DATA SHOWN:
::::::::::
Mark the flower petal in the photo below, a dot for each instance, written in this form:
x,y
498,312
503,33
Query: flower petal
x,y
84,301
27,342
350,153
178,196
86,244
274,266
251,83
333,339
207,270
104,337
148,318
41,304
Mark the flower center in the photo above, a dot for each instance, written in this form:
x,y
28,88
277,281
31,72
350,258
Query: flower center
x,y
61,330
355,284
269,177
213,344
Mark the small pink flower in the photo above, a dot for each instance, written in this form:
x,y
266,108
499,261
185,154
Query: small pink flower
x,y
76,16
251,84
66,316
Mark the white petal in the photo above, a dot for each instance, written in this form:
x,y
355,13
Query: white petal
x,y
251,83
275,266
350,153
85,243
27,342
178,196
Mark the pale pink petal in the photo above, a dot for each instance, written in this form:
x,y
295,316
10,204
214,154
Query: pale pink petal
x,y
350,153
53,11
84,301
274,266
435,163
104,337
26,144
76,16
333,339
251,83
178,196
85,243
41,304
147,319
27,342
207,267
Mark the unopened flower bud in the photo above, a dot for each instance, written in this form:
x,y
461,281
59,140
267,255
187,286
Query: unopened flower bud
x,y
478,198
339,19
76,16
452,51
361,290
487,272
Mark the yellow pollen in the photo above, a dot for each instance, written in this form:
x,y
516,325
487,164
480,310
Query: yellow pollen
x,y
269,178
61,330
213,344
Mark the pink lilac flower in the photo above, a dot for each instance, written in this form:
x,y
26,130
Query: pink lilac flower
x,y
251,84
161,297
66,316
::::::::::
EXERCISE DESCRIPTION: Starting at the line that contains "Mark the white" and continuing through the end of the entries, rewrite every line, requests included. Scale each answer coordinate by 0.2 and round to the nearest whole number, halves up, but leave the numbers in the requests and their format samples as they are.

EXERCISE SOLUTION:
Mark the white petal in the photo above, a dot for each instance, written in this form:
x,y
355,13
Query: white petal
x,y
50,17
55,53
70,31
17,49
5,68
36,39
Mark the pale pink petal in the photo above, a dot for each instance, written in this form:
x,y
295,316
10,204
214,154
Query: pale pink petal
x,y
70,31
11,2
17,60
55,53
87,33
21,67
5,29
15,3
67,68
50,17
36,39
17,49
8,61
29,64
5,68
41,53
Mark the unopened flower bud in the photo above, a dot for each instance, written in this form:
x,y
461,281
59,140
267,255
187,286
Query: unopened flower bud
x,y
96,40
68,4
15,3
90,10
72,58
97,54
Mark the yellow pollen in the photo above, a dot for each instance, written in this form:
x,y
516,325
487,164
480,310
Query: yellow pollen
x,y
54,36
12,66
43,69
Mark the pink lilac flower in the photo above, a dot for each instance, written in this form:
x,y
26,130
Query: pink lilac flower
x,y
50,17
32,59
13,63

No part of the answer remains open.